TASK REQUIREMENTS:
**1.** According to the passage on disease and inheritance, what kind of research is beginning to provide some answers to these puzzles?
**2.** Copy out the part of the passage on disease and inheritance that opens with the words "But for every" and closes with "questions than answers.", renaming "sibling" as "brother".
**3.** Summarize the passage on disease and inheritance in two sentences.

(EXTRACT TO READ Opens)

For example, tuberculosis can be in our system, but asymptomatic; we still don’t know what conditions, psychological or otherwise, serve to stimulate the germ of disease into a full-blown illness. Allopathic medicine, from the rationalist scientific tradition, still hasn’t managed to explain that, and other similar puzzles, although increasingly it seems that our genetic inheritance plays an important part. We can only play the cards we are dealt, and some of us are short of court cards to trump Death.
But for every case of someone who dies of the same disease that took a parent’s life, there is often a sibling who escapes it completely. Scientific research into the placebo effect is beginning to provide some answers to these questions, but without the funding of the giant pharmaceutical companies to deepen this enquiry (there being no obvious potential for private sector profit), there are still more questions than answers.

(EXTRACT TO READ Closes)
(DATA EXTRACTS Opens)

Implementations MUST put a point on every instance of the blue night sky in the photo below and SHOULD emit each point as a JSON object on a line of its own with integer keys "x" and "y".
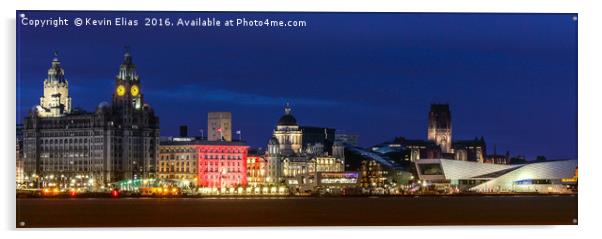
{"x": 511, "y": 78}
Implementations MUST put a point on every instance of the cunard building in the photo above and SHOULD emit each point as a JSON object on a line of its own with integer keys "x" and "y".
{"x": 66, "y": 146}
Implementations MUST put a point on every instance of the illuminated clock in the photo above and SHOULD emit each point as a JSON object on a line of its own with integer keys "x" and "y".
{"x": 120, "y": 90}
{"x": 134, "y": 90}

(DATA EXTRACTS Closes)

ANSWERS BELOW:
**1.** Scientific research into the placebo effect.

**2.**
But for every case of someone who dies of the same disease that took a parent’s life, there is often a brother who escapes it completely. Scientific research into the placebo effect is beginning to provide some answers to these questions, but without the funding of the giant pharmaceutical companies to deepen this enquiry (there being no obvious potential for private sector profit), there are still more questions than answers.

**3.** Allopathic medicine still cannot explain what turns a dormant germ such as tuberculosis into full-blown illness, though genetic inheritance seems increasingly important. Research into the placebo effect is starting to offer answers, but without funding from the giant pharmaceutical companies, questions still outnumber answers.